TAREA 1:
En el texto sobre el rock, ¿qué explicó Laurie Anderson acerca de la muerte de Lou Reed?
TAREA 2:
Cita sin cambios el fragmento del texto sobre el rock que comienza con las palabras que contienen "Este regreso comporta, a" y termina con "haciendo tai chi).".

==== TEXTO PROPORCIONADO ====

Todo, para entonces, parecía haberse serenado: los que habían perdurado, por ejemplo Keith Richards, pasaron a ser ejemplo de supervivencia, de gente que le ganó a todos sus excesos y que farolea por megaconciertos como Orfeo regurgitado de la parca. En los últimos tiempos se los veía provectos pero inverosímiles, erectos, guitarra y micrófono en mano, como mesmerizados en el estrépito de su música. Los Stones podían subir a su escenario, como hace poco, a Amy Winehouse, pero ésta pronto se despedía del mundo de los vivos, también a los 27, siguiendo los pasos del chico “Miss Misery”, es decir el homéricamente depresivo Eliott Smith (que se había clavado dos veces un cuchillo en el corazón), mientras ellos seguían de pie, cuarteadísimos, fantasmagóricos, con algo de lobizón, pero todavía enérgicos. No en vano eran vencedores de esa misma bestia devoradora que habían creado; sencillamente venían menguando, y según muy bien señaló, en una columna de interruptor, Gustavo Espinosa, se reinscribían en esta edad como músicos de blues. Se trata de una suerte de decrépita vuelta a los orígenes del rock, un viaje a la semilla: un regreso.

Este regreso comporta, a su vez, un nuevo signo. Se ha dicho aquí que, a diferencia de los rockers, los blueseros son legendarios, y algo de eso ha sucedido ahora. Tal vez, de aquellos más emblemáticos de la historia del rock, el único nunca estelar haya sido Lou Reed, quien por otra parte se ha ido provecto y abluesado, ya no infartado en una sobredosis sino acusando interminables averías de hígado. ¿Dónde estaba Reed cuando lo vino a buscar la muerte? Se lo hubiera creído esperando el desenlace desde la mecedora en el porche de su casa (Laurie Anderson, su esposa, vino a decir en rigor eso cuando explicó que se fue en paz, haciendo tai chi).  



Nunca una megaestrella sino un artista de clubes, atento a las movidas, a la atmósfera, a lo que estaba a punto de hervir. Jamás rutilante; siempre influyente. Y acaso su partida esté indicando algo más: ahora que las estrellas se han reconvertido en leyendas (en algo para ser leído), en algo parecido a lo que fue el viejo Lou desde el comienzo, debemos resignarnos a que muy probablemente el abandono de los héroes del rock se precipite a ritmo de vértigo. Cuando esto llegue, será el rock, eso que ha sido nuestra edad, nada más que un buen recuerdo, o tal vez un ritmo y un sonido que se siga hinchando más y más, como ahora, cuanto más ancho más endeble, omnipresente como el polvillo e inocuo como una
pompa.

==== MATERIAL DE DATOS ====

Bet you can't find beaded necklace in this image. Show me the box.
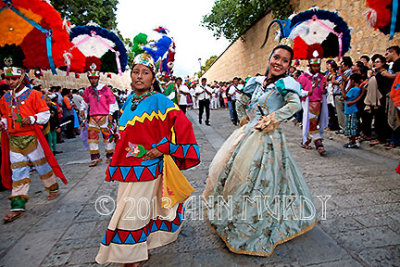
[131,91,157,111]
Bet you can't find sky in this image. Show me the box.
[117,0,229,77]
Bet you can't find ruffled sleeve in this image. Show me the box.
[275,91,301,122]
[236,76,265,120]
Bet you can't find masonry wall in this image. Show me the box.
[203,0,400,81]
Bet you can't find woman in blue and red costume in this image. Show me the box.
[96,54,200,266]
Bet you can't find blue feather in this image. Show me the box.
[70,25,128,72]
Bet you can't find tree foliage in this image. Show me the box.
[194,55,218,78]
[201,0,293,41]
[51,0,118,30]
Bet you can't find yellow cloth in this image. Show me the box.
[161,154,195,209]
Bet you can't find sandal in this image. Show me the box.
[3,211,24,223]
[122,260,147,267]
[301,144,312,150]
[343,142,358,148]
[369,140,381,146]
[317,146,326,156]
[47,191,58,200]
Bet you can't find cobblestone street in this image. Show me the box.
[0,109,400,267]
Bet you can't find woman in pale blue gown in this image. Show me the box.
[203,45,317,257]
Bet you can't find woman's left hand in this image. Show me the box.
[254,112,280,134]
[142,148,163,160]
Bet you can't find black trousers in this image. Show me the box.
[199,99,210,123]
[374,105,393,143]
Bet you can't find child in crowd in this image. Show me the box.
[342,73,362,148]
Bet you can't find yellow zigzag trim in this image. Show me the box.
[119,104,179,131]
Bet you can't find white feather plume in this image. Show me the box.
[289,24,310,40]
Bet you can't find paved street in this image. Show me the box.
[0,110,400,267]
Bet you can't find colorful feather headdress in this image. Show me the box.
[0,0,85,74]
[67,23,128,75]
[364,0,400,40]
[132,26,175,75]
[262,7,351,60]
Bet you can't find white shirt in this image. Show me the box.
[72,94,83,110]
[196,84,212,100]
[228,84,243,100]
[177,84,189,105]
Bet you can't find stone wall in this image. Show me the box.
[203,0,400,81]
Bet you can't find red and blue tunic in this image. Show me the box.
[106,93,200,182]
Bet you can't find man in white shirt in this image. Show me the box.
[227,77,243,125]
[72,89,83,110]
[196,78,212,126]
[175,77,190,114]
[211,83,220,109]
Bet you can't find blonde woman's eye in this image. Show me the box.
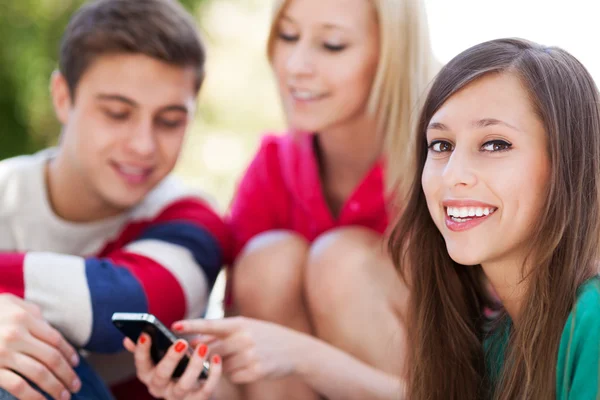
[278,32,299,42]
[481,140,512,153]
[427,140,453,153]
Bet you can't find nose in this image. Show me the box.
[128,118,156,157]
[442,148,477,189]
[285,42,315,77]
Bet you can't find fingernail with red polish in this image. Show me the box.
[173,322,183,331]
[198,344,208,358]
[175,342,185,353]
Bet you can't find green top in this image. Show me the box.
[484,277,600,400]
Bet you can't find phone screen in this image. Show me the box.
[112,313,210,379]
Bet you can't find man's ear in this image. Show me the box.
[50,71,72,125]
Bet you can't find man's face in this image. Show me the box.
[52,54,197,214]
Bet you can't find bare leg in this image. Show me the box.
[233,231,318,400]
[306,228,408,375]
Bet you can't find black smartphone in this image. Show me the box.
[112,313,210,379]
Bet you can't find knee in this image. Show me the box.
[233,231,309,317]
[305,227,386,312]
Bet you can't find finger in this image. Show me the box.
[229,364,261,385]
[173,343,208,398]
[223,351,256,375]
[123,337,136,354]
[29,319,79,367]
[190,355,222,400]
[172,317,243,337]
[18,335,81,393]
[189,335,219,348]
[130,333,154,384]
[0,369,45,400]
[150,339,188,388]
[211,331,254,358]
[10,353,71,400]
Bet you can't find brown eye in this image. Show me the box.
[104,110,129,121]
[428,140,453,153]
[481,140,512,153]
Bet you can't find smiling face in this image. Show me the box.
[52,54,196,214]
[422,73,550,265]
[272,0,379,132]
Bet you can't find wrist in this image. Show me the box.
[290,334,322,380]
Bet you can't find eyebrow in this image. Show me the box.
[96,94,188,114]
[427,118,521,132]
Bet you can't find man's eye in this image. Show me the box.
[481,140,512,153]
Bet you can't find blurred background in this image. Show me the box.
[0,0,600,318]
[0,0,600,211]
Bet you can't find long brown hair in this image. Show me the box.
[389,39,600,400]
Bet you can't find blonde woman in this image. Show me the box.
[124,0,437,400]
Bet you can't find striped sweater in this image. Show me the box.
[0,150,229,384]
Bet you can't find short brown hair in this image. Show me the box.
[59,0,206,98]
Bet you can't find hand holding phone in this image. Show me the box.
[112,313,210,379]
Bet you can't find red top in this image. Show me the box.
[228,134,388,257]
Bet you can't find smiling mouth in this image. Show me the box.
[446,207,497,222]
[290,89,326,101]
[113,162,154,184]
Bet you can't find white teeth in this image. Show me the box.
[292,90,321,100]
[446,207,496,218]
[119,165,146,175]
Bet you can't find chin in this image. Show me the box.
[104,192,147,212]
[447,246,482,265]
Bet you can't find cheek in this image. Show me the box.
[157,134,185,166]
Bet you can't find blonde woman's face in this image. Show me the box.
[272,0,379,132]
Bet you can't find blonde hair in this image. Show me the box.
[267,0,440,193]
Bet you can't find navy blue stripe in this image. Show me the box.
[84,258,148,353]
[137,222,223,290]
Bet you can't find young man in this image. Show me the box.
[0,0,229,399]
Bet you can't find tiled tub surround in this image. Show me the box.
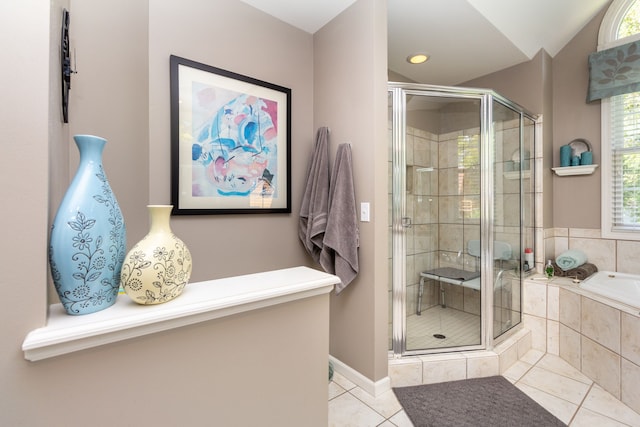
[523,278,640,412]
[544,228,640,274]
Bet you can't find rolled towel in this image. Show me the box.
[565,262,598,280]
[556,249,587,271]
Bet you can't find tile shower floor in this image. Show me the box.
[407,305,480,350]
[329,350,640,427]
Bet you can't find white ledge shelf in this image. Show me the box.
[22,267,340,361]
[551,165,598,176]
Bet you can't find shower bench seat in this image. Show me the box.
[416,239,512,315]
[416,267,480,315]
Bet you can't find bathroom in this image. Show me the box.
[1,1,640,426]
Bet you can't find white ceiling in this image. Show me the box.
[242,0,610,85]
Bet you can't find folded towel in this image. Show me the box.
[320,144,360,295]
[556,249,587,271]
[552,262,598,280]
[298,127,329,262]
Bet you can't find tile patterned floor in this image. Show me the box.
[329,350,640,427]
[407,305,481,350]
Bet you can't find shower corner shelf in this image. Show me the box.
[502,169,531,179]
[551,165,598,176]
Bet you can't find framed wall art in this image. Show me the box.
[170,55,291,215]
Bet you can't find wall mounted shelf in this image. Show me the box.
[22,267,340,362]
[551,165,598,176]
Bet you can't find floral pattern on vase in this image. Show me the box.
[49,135,126,315]
[121,205,192,304]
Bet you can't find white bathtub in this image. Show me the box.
[580,271,640,308]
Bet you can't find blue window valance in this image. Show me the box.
[587,40,640,102]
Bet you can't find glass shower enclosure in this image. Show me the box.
[389,83,536,357]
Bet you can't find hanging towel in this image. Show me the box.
[556,249,587,271]
[320,144,360,294]
[298,127,329,262]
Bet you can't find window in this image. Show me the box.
[598,0,640,240]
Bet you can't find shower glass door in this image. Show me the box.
[390,90,484,354]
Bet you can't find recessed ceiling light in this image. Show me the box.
[407,53,429,64]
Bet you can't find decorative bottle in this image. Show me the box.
[120,205,192,304]
[544,260,554,279]
[49,135,126,315]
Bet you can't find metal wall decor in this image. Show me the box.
[60,9,75,123]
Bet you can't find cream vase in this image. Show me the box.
[120,205,191,304]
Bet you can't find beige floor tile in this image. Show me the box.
[502,360,532,383]
[520,349,544,365]
[332,371,356,390]
[329,381,347,400]
[536,354,593,384]
[329,393,385,427]
[389,411,413,427]
[518,366,590,405]
[516,382,578,424]
[569,408,627,427]
[350,387,402,418]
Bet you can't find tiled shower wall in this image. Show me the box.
[389,116,541,324]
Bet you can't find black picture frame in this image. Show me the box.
[170,55,291,215]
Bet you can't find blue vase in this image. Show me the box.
[49,135,126,315]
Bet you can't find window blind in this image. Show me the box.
[603,92,640,232]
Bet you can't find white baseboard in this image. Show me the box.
[329,355,391,397]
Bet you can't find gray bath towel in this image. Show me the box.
[320,144,360,294]
[298,127,329,262]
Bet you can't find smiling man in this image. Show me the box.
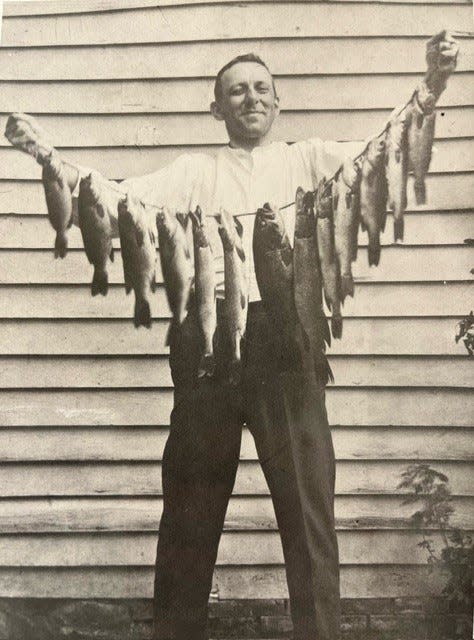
[6,33,457,640]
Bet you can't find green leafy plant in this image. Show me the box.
[398,464,474,609]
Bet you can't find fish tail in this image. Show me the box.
[331,315,342,338]
[54,231,68,258]
[133,298,151,329]
[341,273,354,301]
[415,180,426,204]
[91,267,109,296]
[368,236,380,267]
[393,216,405,242]
[314,353,334,385]
[198,353,216,378]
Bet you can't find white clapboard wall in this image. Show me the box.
[0,0,474,599]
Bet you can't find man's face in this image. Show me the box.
[211,62,279,142]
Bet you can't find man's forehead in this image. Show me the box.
[221,61,272,86]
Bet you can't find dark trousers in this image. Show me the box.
[154,303,340,640]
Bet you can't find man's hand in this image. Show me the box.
[425,31,459,95]
[5,113,53,164]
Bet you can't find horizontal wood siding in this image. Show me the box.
[0,0,474,599]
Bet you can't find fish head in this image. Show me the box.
[255,206,285,251]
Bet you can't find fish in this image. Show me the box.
[333,158,360,292]
[217,210,249,386]
[408,98,436,204]
[252,203,301,369]
[156,208,193,345]
[77,173,114,296]
[385,109,408,241]
[118,193,156,329]
[316,178,342,338]
[42,151,72,258]
[360,138,387,265]
[293,187,334,384]
[189,206,217,378]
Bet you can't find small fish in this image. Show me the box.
[253,203,300,368]
[360,138,387,265]
[218,210,249,385]
[334,158,360,302]
[293,187,334,384]
[77,173,114,296]
[42,151,72,258]
[189,206,217,378]
[156,208,193,344]
[118,194,156,329]
[316,178,342,338]
[385,109,408,241]
[408,98,436,204]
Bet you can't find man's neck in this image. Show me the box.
[229,136,272,152]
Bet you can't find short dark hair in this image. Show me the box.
[214,53,276,102]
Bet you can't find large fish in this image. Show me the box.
[385,109,408,240]
[408,98,436,204]
[156,208,193,344]
[253,204,301,369]
[77,173,114,296]
[316,178,342,338]
[118,194,156,328]
[189,206,217,378]
[360,138,387,265]
[334,158,360,292]
[218,210,249,385]
[42,151,72,258]
[293,187,334,384]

====

TU RESPUESTA 1:
Que se fue en paz, haciendo tai chi.

TU RESPUESTA 2:
Este regreso comporta, a su vez, un nuevo signo. Se ha dicho aquí que, a diferencia de los rockers, los blueseros son legendarios, y algo de eso ha sucedido ahora. Tal vez, de aquellos más emblemáticos de la historia del rock, el único nunca estelar haya sido Lou Reed, quien por otra parte se ha ido provecto y abluesado, ya no infartado en una sobredosis sino acusando interminables averías de hígado. ¿Dónde estaba Reed cuando lo vino a buscar la muerte? Se lo hubiera creído esperando el desenlace desde la mecedora en el porche de su casa (Laurie Anderson, su esposa, vino a decir en rigor eso cuando explicó que se fue en paz, haciendo tai chi).